Update the entries below by changing every "instance" to "occurrence" and leaving everything else unchanged.

>> Start Given records

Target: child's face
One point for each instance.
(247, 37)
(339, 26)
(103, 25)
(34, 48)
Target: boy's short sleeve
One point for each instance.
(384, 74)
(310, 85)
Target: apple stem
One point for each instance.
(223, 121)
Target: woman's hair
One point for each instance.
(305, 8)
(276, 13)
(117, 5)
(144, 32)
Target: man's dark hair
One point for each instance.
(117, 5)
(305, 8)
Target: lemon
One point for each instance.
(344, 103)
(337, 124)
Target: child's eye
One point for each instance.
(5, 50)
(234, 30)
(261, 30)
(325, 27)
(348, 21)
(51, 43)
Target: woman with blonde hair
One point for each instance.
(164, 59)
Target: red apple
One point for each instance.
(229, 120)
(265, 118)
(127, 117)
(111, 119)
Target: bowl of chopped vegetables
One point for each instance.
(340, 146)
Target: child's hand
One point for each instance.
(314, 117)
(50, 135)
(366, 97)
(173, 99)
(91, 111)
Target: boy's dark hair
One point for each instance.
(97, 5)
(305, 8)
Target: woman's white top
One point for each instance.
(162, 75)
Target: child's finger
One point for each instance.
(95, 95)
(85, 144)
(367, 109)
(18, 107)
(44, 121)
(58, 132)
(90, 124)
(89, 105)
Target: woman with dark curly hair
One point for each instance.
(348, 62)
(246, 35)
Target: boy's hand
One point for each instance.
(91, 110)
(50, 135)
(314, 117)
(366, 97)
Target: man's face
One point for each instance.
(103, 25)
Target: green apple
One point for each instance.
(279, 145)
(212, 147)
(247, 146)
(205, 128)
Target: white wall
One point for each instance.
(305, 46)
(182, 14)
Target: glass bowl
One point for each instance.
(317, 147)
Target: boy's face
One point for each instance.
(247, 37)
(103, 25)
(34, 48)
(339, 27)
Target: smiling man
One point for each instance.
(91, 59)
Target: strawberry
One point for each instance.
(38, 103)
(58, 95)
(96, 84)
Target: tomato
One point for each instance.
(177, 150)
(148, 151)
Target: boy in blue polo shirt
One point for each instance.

>> End Given records

Full answer:
Target: child's face
One point for each occurrence.
(247, 37)
(339, 26)
(103, 25)
(34, 48)
Target: boy's short sleeve
One point for each occurrence.
(384, 74)
(310, 85)
Target: apple stem
One point for each occurrence.
(223, 121)
Target: woman's hair
One point for each occurrence.
(305, 8)
(276, 13)
(117, 5)
(144, 32)
Target: man's dark hair
One point for each occurrence.
(117, 5)
(305, 8)
Target: lemon
One point for each occurrence.
(344, 103)
(337, 124)
Target: child's eye
One point for each occurrence.
(5, 50)
(234, 30)
(261, 30)
(325, 27)
(348, 21)
(51, 43)
Target: woman with blonde hair
One point for each occurrence.
(164, 59)
Target: red apple
One point for each occurrence.
(229, 120)
(265, 118)
(127, 117)
(111, 119)
Target: bowl of chopped vegetables
One point for each occurrence.
(340, 146)
Target: child's hand
One point for each occurrence.
(314, 117)
(50, 135)
(366, 97)
(173, 99)
(91, 111)
Target: boy's dark hair
One point for each occurrence.
(97, 5)
(305, 8)
Target: woman's white top
One point for each occurrence.
(162, 75)
Target: child's finger
One point for each occurrence.
(95, 95)
(85, 144)
(367, 109)
(18, 107)
(44, 121)
(58, 132)
(90, 124)
(89, 105)
Target: woman with dark curly hair
One point for each occurrence.
(348, 62)
(246, 35)
Target: boy's hand
One point for each occurrence.
(91, 110)
(50, 135)
(314, 117)
(366, 97)
Target: man's face
One point for each occurrence.
(103, 25)
Target: green apple
One point for each occurrence.
(279, 145)
(212, 147)
(247, 146)
(205, 128)
Target: white wall
One point for each occurrence.
(305, 46)
(182, 14)
Target: glass bowl
One point for each occurrence.
(317, 147)
Target: boy's face
One point for each occurrence.
(247, 37)
(103, 25)
(34, 48)
(339, 27)
Target: smiling man
One point for each occurrence.
(91, 59)
Target: strawberry
One point for each occurrence.
(38, 103)
(58, 95)
(96, 84)
Target: tomato
One point for each occurrence.
(177, 150)
(148, 151)
Target: boy in blue polo shirt
One point for each occurrence.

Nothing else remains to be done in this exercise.